● **DOCUMENT TEXT**:
== == ==
Finance Minister Biti Launches New Economic Blue Print

HARARE, (Reuters) – Zimbabwe has slashed its estimate for this year's revenue by nearly half, the finance minister said on Wednesday, with no sign of badly needed foreign aid and investment to help the new unity government.

The 2009 budget revision to $1 billion from $1.7 billion was revealed as the country struggles with 90 percent unemployment, hyperinflation and shortages of basic goods.

Zimbabweans hope the government between President Robert Mugabe and Prime Minister Morgan Tsvangirai will halt a decline that Mugabe blames on Western sanctions but critics say was caused by his reckless policies.

In his budget revision speech, Finance Minister Tendai Biti said the government was unable to increase monthly allowances paid to civil servants from the current $100 — a move that would have helped build confidence in the new leadership.

"The outlook of our economic situation is still grim, but I have no doubt that we will be able to achieve the turnaround we require," he said.

Less revenue will mean the government will take longer to restore services, supply dilapidated hospitals with medical supplies, rebuild schools and improve the infrastructure.

Biti said Mugabe would launch a short-term economic recovery plan on Thursday, focusing on the humanitarian crisis and agriculture, manufacturing and mining.

It will also promote democratic, constitutional reforms and greater media and other freedoms demanded by Western powers crucial to Zimbabwe’s rebuilding.

DONORS WAITING

Once prosperous Zimbabwe is in dire need of Western donors, who want the creation of a democratic government and economic reforms before pouring cash in.

Biti told parliament he would not be changing inflation and growth targets given in an initial budget drawn up before the power-sharing government was installed in February.

The initial budget forecasted 2 percent economic growth in 2009. Biti cut the 2009 budget revenue estimate to $1 billion from $1.7 billion, as well as spending by the same margin.
== == ==
Image point grounding data

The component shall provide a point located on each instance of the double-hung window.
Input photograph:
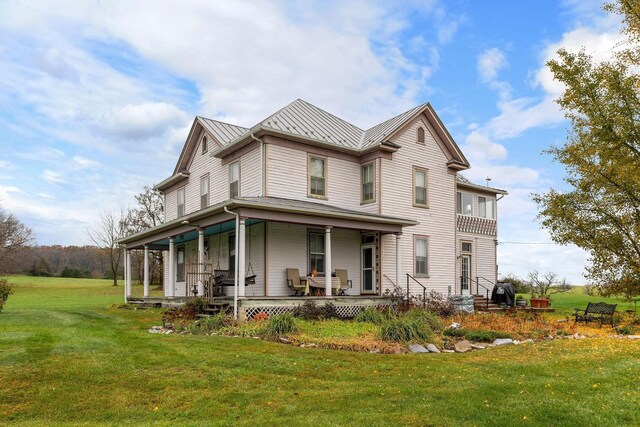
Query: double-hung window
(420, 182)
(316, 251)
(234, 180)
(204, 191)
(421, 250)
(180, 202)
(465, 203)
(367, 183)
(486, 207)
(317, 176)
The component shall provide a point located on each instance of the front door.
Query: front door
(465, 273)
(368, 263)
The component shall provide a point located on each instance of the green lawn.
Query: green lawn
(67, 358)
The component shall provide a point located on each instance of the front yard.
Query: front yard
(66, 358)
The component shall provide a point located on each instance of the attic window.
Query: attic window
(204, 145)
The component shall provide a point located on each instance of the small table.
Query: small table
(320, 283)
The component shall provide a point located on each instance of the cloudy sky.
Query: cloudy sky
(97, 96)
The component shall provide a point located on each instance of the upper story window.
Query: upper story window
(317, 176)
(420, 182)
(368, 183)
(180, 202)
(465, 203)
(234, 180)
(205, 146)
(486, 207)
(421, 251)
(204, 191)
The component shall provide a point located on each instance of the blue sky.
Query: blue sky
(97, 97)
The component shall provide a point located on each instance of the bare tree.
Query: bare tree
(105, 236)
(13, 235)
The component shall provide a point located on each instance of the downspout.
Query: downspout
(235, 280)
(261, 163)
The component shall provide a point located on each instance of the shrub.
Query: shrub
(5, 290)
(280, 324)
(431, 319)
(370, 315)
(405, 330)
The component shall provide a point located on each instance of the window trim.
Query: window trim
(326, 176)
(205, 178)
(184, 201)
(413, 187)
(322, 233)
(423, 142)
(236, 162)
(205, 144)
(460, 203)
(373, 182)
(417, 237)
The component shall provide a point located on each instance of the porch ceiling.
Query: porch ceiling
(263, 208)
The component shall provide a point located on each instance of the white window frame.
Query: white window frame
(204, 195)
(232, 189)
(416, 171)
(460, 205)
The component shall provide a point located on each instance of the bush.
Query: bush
== == ==
● **WORK ITEM A**:
List the things that the article on Zimbabwe's budget revision says the government will take longer to do because of lower revenue.
● **WORK ITEM B**:
According to the article on Zimbabwe's budget revision, how much is the current monthly allowance paid to civil servants?
● **WORK ITEM C**:
From the article on Zimbabwe's budget revision, extract the part that opens with the words containing "In his budget" and closes with "to Zimbabwe’s rebuilding.".

● **EXERCISE ANSWER A**:
- Restore services
- Supply dilapidated hospitals with medical supplies
- Rebuild schools
- Improve the infrastructure

● **EXERCISE ANSWER B**:
$100

● **EXERCISE ANSWER C**:
In his budget revision speech, Finance Minister Tendai Biti said the government was unable to increase monthly allowances paid to civil servants from the current $100 — a move that would have helped build confidence in the new leadership.

"The outlook of our economic situation is still grim, but I have no doubt that we will be able to achieve the turnaround we require," he said.

Less revenue will mean the government will take longer to restore services, supply dilapidated hospitals with medical supplies, rebuild schools and improve the infrastructure.

Biti said Mugabe would launch a short-term economic recovery plan on Thursday, focusing on the humanitarian crisis and agriculture, manufacturing and mining.

It will also promote democratic, constitutional reforms and greater media and other freedoms demanded by Western powers crucial to Zimbabwe’s rebuilding.